页面

• [大数据学习研究] 3. hadoop分布式环境搭建


    1. Java安装与环境配置

    Hadoop是基于Java的,所以首先需要安装配置好java环境。从官网下载JDK,我用的是1.8版本。 在Mac下可以在终端下使用scp命令远程拷贝到虚拟机linux中。

    danieldu@daniels-MacBook-Pro-857  ~/Downloads  scp jdk-8u121-linux-x64.tar.gz root@hadoop100:/opt/software
    root@hadoop100's password:
    danieldu@daniels-MacBook-Pro-857  ~/Downloads 

    其实我在Mac上装了一个神器-Forklift。 可以通过SFTP的方式连接到远程linux。然后在操作本地电脑一样,直接把文件拖过去就行了。而且好像配置文件的编辑,也可以不用在linux下用vi,直接在Mac下用sublime远程打开就可以编辑了 :) 

    然后在linux虚拟机中(ssh 登录上去)解压缩到/opt/modules目录下

    [root@hadoop100 include]# tar -zxvf /opt/software/jdk-8u121-linux-x64.tar.gz -C /opt/modules/

    然后需要设置一下环境变量, 打开 /etc/profile, 添加JAVA_HOME并设置PATH用vi打开也行,或者如果你也安装了类似forklift这样的可以远程编辑文件的工具那更方便。

    vi /etc/profile 

    按shift + G 跳到文件最后,按i切换到编辑模式,添加下面的内容,主要路径要搞对。

    #JAVA_HOME export JAVA_HOME
    =/opt/modules/jdk1.8.0_121 export PATH=$PATH:$JAVA_HOME/bin

    按ESC , 然后 :wq存盘退出。

    执行下面的语句使更改生效

    [root@hadoop100 include]# source /etc/profile

    检查java是否安装成功。如果能看到版本信息就说明安装成功了。
    [root@hadoop100 include]# java -version
    java version "1.8.0_121"
    Java(TM) SE Runtime Environment (build 1.8.0_121-b13)
    Java HotSpot(TM) 64-Bit Server VM (build 25.121-b13, mixed mode)
    [root@hadoop100 include]#

    2. Hadoop安装与环境配置

     Hadoop的安装也是只需要把hadoop的tar包拷贝到linux,解压,设置环境变量.然后用之前做好的xsync脚本,把更新同步到集群中的其他机器。如果你不知道xcall、xsync怎么写的。可以翻一下之前的文章。这样集群里的所有机器就都设置好了。

任务说明
把页面里从“[root@hadoop100 include]# source”起到“25.121-b13, mixed mode)”为止（含这两处）的文字重写一遍，并把其中的“64-Bit”换成“32-Bit”。

数据摘录

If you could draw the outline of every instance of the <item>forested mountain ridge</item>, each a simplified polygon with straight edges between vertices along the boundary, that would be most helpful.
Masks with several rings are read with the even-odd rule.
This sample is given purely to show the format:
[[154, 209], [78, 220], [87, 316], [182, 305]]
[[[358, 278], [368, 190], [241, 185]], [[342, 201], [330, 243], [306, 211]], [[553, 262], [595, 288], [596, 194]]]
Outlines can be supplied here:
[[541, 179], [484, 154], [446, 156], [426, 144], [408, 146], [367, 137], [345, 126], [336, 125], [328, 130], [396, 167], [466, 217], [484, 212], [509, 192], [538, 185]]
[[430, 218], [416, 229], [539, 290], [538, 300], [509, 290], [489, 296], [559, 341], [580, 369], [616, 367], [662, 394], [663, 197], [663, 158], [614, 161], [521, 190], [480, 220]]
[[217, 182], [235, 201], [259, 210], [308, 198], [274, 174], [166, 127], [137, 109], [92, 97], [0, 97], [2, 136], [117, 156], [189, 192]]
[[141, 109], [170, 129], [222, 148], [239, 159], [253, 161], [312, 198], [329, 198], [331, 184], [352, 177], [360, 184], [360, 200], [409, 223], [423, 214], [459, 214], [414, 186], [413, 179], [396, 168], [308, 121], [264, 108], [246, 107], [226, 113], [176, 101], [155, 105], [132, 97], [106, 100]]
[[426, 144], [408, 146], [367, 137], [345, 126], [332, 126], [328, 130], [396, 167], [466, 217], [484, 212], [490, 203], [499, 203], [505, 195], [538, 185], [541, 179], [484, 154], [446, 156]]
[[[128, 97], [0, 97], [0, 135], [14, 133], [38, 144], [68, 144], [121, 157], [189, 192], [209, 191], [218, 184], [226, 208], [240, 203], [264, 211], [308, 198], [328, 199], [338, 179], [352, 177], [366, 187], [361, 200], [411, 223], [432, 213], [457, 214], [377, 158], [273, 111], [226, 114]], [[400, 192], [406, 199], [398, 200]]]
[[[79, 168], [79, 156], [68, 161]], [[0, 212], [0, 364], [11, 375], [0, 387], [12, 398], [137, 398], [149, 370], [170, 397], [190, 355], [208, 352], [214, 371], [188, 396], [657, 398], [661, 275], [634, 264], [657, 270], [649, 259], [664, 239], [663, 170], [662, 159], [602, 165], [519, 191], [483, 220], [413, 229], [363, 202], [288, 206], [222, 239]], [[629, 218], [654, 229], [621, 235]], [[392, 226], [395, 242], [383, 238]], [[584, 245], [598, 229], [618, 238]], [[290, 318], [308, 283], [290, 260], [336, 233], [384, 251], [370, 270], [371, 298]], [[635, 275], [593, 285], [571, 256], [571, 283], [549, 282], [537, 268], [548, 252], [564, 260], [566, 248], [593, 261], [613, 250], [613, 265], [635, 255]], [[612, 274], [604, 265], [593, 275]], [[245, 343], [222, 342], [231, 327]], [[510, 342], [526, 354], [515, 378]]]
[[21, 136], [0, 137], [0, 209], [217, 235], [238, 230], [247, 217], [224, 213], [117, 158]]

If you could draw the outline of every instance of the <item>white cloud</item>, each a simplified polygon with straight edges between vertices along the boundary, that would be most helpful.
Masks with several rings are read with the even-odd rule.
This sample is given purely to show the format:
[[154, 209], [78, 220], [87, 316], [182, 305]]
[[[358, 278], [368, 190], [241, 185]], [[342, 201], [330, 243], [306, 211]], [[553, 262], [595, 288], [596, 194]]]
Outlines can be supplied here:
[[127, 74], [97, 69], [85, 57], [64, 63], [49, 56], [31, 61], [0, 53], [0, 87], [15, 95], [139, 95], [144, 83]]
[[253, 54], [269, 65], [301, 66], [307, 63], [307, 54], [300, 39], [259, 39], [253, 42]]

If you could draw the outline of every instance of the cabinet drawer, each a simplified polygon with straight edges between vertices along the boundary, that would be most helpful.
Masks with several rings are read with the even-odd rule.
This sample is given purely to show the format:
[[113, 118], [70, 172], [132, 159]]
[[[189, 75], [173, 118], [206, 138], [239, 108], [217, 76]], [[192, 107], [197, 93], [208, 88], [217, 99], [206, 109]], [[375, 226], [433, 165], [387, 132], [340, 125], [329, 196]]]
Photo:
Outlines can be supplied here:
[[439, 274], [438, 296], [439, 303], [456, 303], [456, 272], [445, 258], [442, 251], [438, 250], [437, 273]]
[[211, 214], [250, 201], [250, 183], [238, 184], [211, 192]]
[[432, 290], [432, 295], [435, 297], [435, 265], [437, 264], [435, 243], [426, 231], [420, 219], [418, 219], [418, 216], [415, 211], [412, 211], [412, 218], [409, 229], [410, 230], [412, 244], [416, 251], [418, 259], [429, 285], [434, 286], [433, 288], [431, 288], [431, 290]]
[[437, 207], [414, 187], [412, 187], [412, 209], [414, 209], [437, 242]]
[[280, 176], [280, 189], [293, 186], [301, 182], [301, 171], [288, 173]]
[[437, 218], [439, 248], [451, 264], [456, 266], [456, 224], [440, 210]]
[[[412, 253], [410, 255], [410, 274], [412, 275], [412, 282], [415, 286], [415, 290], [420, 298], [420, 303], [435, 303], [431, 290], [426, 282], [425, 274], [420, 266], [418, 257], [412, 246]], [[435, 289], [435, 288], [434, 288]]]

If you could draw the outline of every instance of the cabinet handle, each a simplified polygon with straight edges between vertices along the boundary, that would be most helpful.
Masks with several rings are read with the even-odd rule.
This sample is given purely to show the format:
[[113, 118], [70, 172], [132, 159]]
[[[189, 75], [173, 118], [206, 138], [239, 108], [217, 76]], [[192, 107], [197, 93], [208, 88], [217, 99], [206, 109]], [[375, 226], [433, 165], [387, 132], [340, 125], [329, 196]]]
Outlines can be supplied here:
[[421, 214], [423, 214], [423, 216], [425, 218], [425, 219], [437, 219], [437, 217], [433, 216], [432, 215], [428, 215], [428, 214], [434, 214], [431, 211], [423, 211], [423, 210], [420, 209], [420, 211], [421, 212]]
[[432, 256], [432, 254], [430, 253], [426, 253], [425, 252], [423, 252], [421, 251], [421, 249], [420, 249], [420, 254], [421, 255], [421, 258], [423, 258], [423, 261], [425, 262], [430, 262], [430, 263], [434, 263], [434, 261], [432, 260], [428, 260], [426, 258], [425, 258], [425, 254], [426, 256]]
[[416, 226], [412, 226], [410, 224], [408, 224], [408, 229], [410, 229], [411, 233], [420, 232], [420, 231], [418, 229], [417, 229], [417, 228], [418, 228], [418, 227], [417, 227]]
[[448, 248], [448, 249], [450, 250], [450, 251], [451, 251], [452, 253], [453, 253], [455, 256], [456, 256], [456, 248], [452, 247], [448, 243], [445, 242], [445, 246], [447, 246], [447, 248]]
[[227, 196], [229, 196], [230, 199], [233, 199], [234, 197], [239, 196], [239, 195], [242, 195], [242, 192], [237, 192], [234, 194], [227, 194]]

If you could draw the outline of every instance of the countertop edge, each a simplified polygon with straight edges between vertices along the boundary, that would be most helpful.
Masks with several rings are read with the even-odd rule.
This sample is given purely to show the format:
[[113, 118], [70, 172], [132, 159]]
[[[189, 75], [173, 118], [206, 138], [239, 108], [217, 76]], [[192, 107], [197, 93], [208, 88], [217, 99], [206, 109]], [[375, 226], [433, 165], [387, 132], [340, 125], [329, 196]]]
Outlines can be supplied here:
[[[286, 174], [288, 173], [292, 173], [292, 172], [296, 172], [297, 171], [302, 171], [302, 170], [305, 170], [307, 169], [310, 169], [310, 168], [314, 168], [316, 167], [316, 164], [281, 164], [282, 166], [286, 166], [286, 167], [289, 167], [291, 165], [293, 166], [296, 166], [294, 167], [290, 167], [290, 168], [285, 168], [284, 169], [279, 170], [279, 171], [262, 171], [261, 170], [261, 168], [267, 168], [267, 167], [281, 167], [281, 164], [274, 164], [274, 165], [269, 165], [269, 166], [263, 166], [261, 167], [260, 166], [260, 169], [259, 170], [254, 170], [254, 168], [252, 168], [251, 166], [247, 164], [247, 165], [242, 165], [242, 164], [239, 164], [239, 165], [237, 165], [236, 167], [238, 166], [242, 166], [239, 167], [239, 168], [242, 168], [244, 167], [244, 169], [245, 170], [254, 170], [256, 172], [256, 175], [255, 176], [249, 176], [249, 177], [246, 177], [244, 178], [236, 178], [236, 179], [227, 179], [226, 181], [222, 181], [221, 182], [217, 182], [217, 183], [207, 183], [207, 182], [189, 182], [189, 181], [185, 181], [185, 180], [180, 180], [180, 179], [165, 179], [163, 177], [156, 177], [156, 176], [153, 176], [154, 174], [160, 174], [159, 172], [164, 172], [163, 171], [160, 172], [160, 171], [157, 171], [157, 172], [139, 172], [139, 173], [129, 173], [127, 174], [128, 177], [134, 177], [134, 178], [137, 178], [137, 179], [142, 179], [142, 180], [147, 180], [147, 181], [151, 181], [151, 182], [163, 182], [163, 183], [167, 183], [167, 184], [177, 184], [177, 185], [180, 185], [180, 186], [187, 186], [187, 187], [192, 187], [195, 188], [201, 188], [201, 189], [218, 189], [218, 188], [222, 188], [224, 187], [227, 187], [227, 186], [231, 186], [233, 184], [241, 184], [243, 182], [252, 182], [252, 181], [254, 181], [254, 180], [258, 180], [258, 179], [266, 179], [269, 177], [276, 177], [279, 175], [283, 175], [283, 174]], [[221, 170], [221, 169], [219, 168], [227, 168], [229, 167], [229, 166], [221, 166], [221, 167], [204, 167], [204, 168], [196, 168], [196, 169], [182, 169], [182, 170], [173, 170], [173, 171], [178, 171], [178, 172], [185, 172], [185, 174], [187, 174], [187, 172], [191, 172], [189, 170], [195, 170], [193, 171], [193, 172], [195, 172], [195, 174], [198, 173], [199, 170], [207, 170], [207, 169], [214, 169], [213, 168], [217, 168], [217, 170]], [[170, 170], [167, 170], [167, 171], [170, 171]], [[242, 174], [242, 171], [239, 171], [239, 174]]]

作答
[root@hadoop100 include]# source /etc/profile

    检查java是否安装成功。如果能看到版本信息就说明安装成功了。
    [root@hadoop100 include]# java -version
    java version "1.8.0_121"
    Java(TM) SE Runtime Environment (build 1.8.0_121-b13)
    Java HotSpot(TM) 32-Bit Server VM (build 25.121-b13, mixed mode)